PROBLEM SET >>
a. In the blog post, what did the writer cancel for this afternoon?
b. Reproduce the part of the blog post starting at "She is fully" and ending at "a blog reader!".

START EXERCISE PASSAGE

So there it is- three! Now I can get on with some painting. I have cancelled all after school activities this afternoon as we are hunkering down and hiding out till the demon of threes is far, far away.

She is fully recovered, back in the cubby again
and happily planking in front of Play School.
I , on the other hand, may not be back in the saddle again so soon and I need my Magic Three Talisman back, thanks, Lairy Godmother.
For a fairly accurate re-enactment of yesterday's locked child incident listen to this.


  1. Don't I sound like the terrible voice of doom! I remember you guessing what I was thinking and I am relieved that no.3 is out of the way (I didn't really think the lost shoes counted) and I don't think I have another sprint across the road in me x LG

  2. Oh my. I shouldn't have listened to that re-enactment...I nearly choked with laughter. That could've been the third demon of three - killing a blog reader!

    Anyway, no judgement from me. Sh*t happens. Glad everyone is ok. xx

  3. Things like that always happen in threes. It's true.

END EXERCISE PASSAGE
START INFORMATION GIVEN

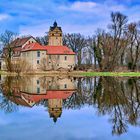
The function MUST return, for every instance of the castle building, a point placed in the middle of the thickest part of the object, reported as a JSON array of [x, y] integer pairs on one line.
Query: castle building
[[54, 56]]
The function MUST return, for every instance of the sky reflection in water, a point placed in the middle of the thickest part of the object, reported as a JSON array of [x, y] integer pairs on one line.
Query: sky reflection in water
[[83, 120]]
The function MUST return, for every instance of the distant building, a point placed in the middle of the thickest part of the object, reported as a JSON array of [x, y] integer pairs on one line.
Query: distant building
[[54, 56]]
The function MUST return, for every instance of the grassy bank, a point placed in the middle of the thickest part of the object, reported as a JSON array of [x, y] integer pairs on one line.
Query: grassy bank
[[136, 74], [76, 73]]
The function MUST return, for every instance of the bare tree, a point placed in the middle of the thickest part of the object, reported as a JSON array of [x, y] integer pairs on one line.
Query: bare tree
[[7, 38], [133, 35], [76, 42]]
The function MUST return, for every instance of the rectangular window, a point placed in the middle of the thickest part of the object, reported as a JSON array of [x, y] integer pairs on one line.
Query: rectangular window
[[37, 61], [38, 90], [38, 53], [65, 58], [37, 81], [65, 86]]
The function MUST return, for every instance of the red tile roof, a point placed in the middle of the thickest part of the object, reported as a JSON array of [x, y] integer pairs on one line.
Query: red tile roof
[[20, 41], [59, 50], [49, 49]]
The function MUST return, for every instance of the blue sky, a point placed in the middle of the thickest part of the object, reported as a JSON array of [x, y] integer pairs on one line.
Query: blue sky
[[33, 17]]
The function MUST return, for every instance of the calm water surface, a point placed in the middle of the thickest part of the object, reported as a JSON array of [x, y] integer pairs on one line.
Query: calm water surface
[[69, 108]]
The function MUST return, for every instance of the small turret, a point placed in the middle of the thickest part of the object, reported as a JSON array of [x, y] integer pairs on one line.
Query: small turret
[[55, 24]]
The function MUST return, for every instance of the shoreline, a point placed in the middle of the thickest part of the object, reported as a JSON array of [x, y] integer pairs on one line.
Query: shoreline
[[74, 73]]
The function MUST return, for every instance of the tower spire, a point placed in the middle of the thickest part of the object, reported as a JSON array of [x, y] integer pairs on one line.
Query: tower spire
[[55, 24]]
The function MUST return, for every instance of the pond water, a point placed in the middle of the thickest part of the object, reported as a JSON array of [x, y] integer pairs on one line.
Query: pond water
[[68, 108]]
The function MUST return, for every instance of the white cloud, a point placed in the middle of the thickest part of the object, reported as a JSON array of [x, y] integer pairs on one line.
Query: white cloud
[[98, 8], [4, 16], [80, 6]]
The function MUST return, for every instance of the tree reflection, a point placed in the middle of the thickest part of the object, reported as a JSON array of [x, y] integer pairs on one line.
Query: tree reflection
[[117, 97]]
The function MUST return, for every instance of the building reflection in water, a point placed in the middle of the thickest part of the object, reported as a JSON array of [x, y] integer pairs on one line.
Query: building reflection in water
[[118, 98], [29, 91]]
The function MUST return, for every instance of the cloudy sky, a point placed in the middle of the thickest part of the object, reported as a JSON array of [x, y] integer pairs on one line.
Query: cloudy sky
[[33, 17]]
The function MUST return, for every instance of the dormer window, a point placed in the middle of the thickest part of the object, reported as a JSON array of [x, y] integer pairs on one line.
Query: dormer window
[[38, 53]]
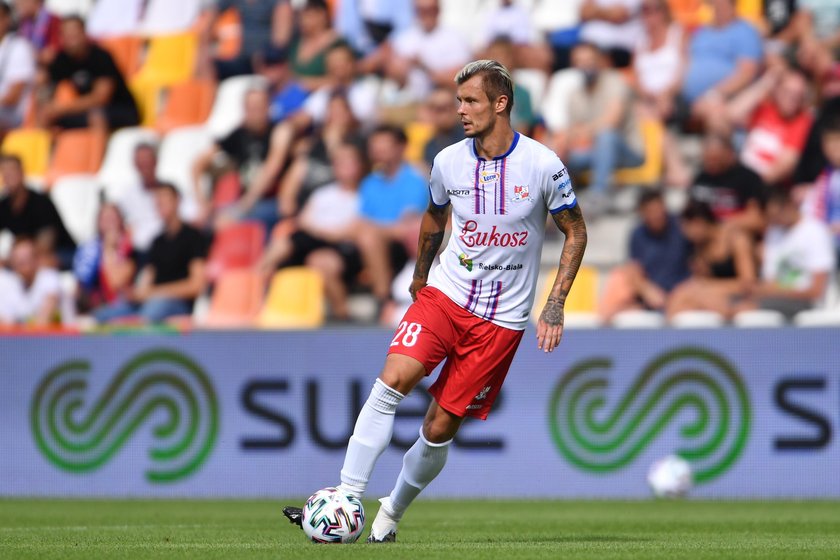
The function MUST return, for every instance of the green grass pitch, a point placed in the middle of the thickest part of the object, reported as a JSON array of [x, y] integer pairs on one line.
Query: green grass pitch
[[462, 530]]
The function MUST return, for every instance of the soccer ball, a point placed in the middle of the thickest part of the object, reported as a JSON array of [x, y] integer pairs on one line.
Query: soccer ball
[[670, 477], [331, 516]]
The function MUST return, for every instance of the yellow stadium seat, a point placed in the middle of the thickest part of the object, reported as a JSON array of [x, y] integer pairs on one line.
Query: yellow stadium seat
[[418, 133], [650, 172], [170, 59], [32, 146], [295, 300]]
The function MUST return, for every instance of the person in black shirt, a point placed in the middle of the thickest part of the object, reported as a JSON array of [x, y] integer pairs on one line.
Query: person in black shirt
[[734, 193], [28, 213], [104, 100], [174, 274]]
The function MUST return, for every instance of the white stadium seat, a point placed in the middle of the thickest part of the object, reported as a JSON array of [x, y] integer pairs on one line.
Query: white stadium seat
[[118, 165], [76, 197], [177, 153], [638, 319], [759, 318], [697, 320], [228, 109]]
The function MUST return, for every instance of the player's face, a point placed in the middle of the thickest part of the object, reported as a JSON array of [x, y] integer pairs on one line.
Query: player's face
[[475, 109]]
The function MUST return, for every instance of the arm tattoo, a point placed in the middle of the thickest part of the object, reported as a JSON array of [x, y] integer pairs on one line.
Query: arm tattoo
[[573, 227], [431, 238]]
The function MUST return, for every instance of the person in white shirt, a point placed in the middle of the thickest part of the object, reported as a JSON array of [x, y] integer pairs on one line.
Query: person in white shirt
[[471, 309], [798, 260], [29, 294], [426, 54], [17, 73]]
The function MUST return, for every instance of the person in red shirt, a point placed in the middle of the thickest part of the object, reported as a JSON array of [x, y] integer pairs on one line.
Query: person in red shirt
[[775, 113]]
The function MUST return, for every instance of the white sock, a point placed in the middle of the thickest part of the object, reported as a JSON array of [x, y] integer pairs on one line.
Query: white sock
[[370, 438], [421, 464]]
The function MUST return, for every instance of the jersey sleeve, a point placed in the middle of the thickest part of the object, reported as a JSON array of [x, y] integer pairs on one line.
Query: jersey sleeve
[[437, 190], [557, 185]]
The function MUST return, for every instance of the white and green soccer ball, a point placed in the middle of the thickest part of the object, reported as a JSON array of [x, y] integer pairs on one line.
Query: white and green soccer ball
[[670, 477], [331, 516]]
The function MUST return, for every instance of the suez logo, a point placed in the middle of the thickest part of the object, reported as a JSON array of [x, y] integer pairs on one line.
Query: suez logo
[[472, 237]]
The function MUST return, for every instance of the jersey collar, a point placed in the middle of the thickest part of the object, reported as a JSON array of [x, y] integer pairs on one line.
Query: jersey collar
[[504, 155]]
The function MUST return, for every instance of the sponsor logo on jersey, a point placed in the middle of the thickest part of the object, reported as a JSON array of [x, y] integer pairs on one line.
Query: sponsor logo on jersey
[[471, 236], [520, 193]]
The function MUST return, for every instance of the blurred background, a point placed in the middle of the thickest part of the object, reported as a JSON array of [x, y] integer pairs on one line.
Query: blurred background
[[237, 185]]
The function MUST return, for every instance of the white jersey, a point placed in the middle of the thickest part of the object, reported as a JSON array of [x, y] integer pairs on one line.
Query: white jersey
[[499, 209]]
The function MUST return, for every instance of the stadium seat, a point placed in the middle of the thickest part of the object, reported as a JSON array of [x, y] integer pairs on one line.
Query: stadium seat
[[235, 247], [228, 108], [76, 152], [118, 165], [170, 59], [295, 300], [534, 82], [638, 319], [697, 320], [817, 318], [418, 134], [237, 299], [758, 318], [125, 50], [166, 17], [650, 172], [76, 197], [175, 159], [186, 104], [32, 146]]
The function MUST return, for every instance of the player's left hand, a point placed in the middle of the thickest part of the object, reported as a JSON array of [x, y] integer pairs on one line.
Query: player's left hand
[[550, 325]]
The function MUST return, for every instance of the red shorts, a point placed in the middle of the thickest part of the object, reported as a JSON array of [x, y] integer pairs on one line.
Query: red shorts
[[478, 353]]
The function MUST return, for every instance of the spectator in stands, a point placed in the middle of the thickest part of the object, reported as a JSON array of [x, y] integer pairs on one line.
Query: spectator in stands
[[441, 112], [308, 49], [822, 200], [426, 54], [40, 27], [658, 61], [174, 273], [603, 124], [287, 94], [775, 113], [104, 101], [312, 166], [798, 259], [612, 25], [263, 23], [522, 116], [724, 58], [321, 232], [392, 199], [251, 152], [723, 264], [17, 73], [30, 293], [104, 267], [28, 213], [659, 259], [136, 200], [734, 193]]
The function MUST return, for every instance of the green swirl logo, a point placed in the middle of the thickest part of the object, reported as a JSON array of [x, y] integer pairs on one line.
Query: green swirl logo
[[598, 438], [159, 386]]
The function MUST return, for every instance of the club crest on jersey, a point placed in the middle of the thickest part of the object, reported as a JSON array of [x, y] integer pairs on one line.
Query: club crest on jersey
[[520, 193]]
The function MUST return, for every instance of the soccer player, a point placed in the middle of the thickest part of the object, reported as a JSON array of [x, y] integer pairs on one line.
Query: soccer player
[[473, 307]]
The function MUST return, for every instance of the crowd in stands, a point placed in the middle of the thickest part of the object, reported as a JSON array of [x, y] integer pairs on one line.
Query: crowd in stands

END INFORMATION GIVEN

ANSWERS TO THE TASKS >>
a. All after school activities.

b.
She is fully recovered, back in the cubby again
and happily planking in front of Play School.
I , on the other hand, may not be back in the saddle again so soon and I need my Magic Three Talisman back, thanks, Lairy Godmother.
For a fairly accurate re-enactment of yesterday's locked child incident listen to this.


  1. Don't I sound like the terrible voice of doom! I remember you guessing what I was thinking and I am relieved that no.3 is out of the way (I didn't really think the lost shoes counted) and I don't think I have another sprint across the road in me x LG

  2. Oh my. I shouldn't have listened to that re-enactment...I nearly choked with laughter. That could've been the third demon of three - killing a blog reader!